▶ _Text section_
***

Spark: Action to remove missing files #12106

wypoon · 2025-01-25T23:56:37Z

In case data and/or delete files are inadvertently deleted from the storage, an Iceberg table becomes unreadable.
We provide a Spark action for "repairing" such a table, by removing the missing files from the metadata.

gaborkaszab

Thanks for working on this @wypoon ! I went through for my own education and left some comments mostly related to the introduced API.

gaborkaszab · 2025-01-28T09:11:44Z

api/src/main/java/org/apache/iceberg/RemoveMissingFiles.java

+ * <p>When committing, these changes will be applied to the latest table snapshot. Commit conflicts
+ * will be resolved by applying the changes to the new latest snapshot and reattempting the commit.
+ */
+public interface RemoveMissingFiles extends SnapshotUpdate<RemoveMissingFiles> {


Initially I didn't understand why you needed this new API and why you didn't use the existing DeleteFiles API. I think I get the motivation is. Is this because DeleteFiles can only delete data files and not delete files?

Even now understanding the motivation I feel confused about this new API for the following reasons:

It partially overlaps with the DeleteFiles API. I mean the part when we delete data files.

The name might be misleading: it says "MissingFiles" but in fact it does nothing special wrt the files being missing or not. It just removes files from the table metadata.

Not sure how one could use this API without using the new Spark action. (see my comment below).

I probably miss enough experience on this area but these might be some options we have here (just throwing some ideas):

If the purpose of this new API is to provide ability to remove DeleteFiles then we might want to re-visit the existing DeleteFiles API to see if we can extend it. There probably is a reason why it doesn't give support for removing DeleteFiles, but would be nice to understand.

***

▶ _Data block_
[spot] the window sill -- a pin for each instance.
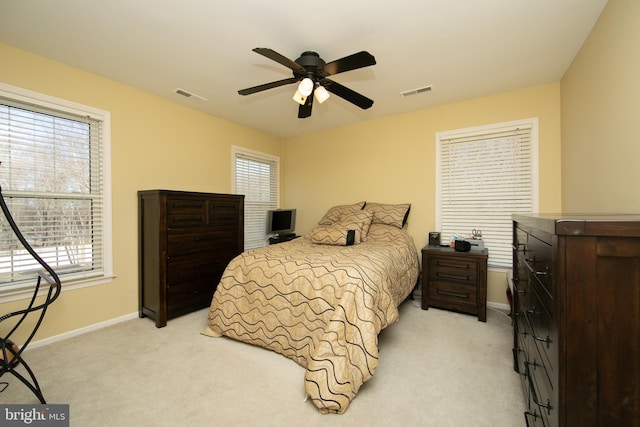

***

▶ _Exercise directions_
Copy the text of the Spark missing-files discussion word for word, from "Thanks for working" to "reattempting the commit.".

▶ _The response_
Thanks for working on this @wypoon ! I went through for my own education and left some comments mostly related to the introduced API.

gaborkaszab · 2025-01-28T09:11:44Z

api/src/main/java/org/apache/iceberg/RemoveMissingFiles.java

+ * <p>When committing, these changes will be applied to the latest table snapshot. Commit conflicts
+ * will be resolved by applying the changes to the new latest snapshot and reattempting the commit.